───── DATA TO PROCESS
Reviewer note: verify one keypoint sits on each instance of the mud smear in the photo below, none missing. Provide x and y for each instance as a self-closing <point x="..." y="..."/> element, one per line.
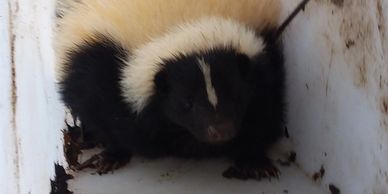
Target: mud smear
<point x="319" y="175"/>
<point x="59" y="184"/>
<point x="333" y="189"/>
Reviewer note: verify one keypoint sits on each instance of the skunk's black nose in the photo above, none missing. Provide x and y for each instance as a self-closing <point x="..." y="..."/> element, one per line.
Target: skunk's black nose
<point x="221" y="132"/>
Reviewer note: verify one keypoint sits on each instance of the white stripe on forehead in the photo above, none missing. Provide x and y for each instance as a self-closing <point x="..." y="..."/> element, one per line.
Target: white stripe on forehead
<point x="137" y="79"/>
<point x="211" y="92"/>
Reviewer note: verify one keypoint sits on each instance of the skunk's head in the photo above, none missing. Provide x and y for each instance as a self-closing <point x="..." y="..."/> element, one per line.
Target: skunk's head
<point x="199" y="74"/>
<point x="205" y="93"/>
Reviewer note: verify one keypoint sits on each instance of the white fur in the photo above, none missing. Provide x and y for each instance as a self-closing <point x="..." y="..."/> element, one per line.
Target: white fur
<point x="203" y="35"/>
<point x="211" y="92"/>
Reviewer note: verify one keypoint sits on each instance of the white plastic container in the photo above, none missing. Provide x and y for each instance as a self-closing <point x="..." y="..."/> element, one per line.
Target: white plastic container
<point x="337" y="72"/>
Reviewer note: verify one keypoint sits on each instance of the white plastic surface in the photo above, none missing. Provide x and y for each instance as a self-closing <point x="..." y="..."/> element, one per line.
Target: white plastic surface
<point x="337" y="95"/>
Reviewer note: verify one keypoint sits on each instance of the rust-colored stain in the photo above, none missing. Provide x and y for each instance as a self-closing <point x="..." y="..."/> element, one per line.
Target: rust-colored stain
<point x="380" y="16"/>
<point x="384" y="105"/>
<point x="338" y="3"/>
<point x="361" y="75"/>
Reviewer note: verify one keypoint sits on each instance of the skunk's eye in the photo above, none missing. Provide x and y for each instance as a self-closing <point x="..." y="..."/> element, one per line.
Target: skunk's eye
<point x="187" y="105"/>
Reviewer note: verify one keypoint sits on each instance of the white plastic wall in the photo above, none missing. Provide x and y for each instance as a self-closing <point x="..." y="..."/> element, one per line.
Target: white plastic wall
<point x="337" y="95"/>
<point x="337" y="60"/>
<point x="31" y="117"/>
──────────
Please return the lines above exactly, with the pictures omitted.

ANSWER FOR THE TASK:
Reviewer note: verify one keypoint sits on each instance of the mud smear in the photo below, none missing. Provide x and y for each instance as a self-closing <point x="..." y="..."/> element, one per line.
Target: mud smear
<point x="319" y="175"/>
<point x="59" y="184"/>
<point x="333" y="189"/>
Reviewer note: verify one keypoint sits on each instance of the skunk's black nose in the photo above, none missing. Provide x and y for each instance as a self-closing <point x="..." y="..."/> element, one per line.
Target: skunk's black nose
<point x="221" y="132"/>
Reviewer note: verify one keypoint sits on each instance of the white stripe on forehead in the photo above, none missing. Provide x and y for each instance as a self-closing <point x="..." y="..."/> element, one per line.
Target: white stripe on forehead
<point x="137" y="79"/>
<point x="211" y="92"/>
Reviewer note: verify one keypoint sits on each instance of the skunk's head in the photo above, none missing. Provide x and y for each instance as a self-closing <point x="..." y="..."/> element, one per line.
Target: skunk's head
<point x="199" y="74"/>
<point x="205" y="93"/>
Reviewer note: verify one keypoint sits on each instance of the white fur in the photo above, none missing. Provide x and y for each instance as a self-closing <point x="..." y="..."/> element, one per line.
Target: white fur
<point x="203" y="35"/>
<point x="211" y="92"/>
Reviewer note: verify one keypoint sits on each instance of the white plastic container in the photo above, none missing. Provide x and y for each instance as a self-closing <point x="..." y="..."/> element, one per line.
Target: white plastic container
<point x="337" y="72"/>
Reviewer note: verify one keypoint sits on each instance of the white plastic surface in the photo above, none missing. Provide x and y for each instance as a self-closing <point x="..." y="..."/> element, one per line.
Target: white plastic surface
<point x="337" y="95"/>
Reviewer note: verify one keypoint sits on each instance of the rust-colored stain in the photo above, none missing. Provide x and y for each instance as a self-closing <point x="..." y="..."/> element, one per line.
Target: rust-colored stain
<point x="380" y="16"/>
<point x="384" y="105"/>
<point x="338" y="3"/>
<point x="361" y="75"/>
Reviewer note: verify one keypoint sits on each instance of the skunk's eye in the photo above, none missing. Provide x and y for each instance as a self-closing <point x="..." y="..."/> element, one per line.
Target: skunk's eye
<point x="187" y="105"/>
Reviewer note: verify one keypoint sits on each instance of the white plastic wall in the photo above, none missing. Provide x and y for each instance as a self-closing <point x="..." y="..."/> element, one per line.
Target: white plastic wall
<point x="337" y="95"/>
<point x="337" y="60"/>
<point x="31" y="117"/>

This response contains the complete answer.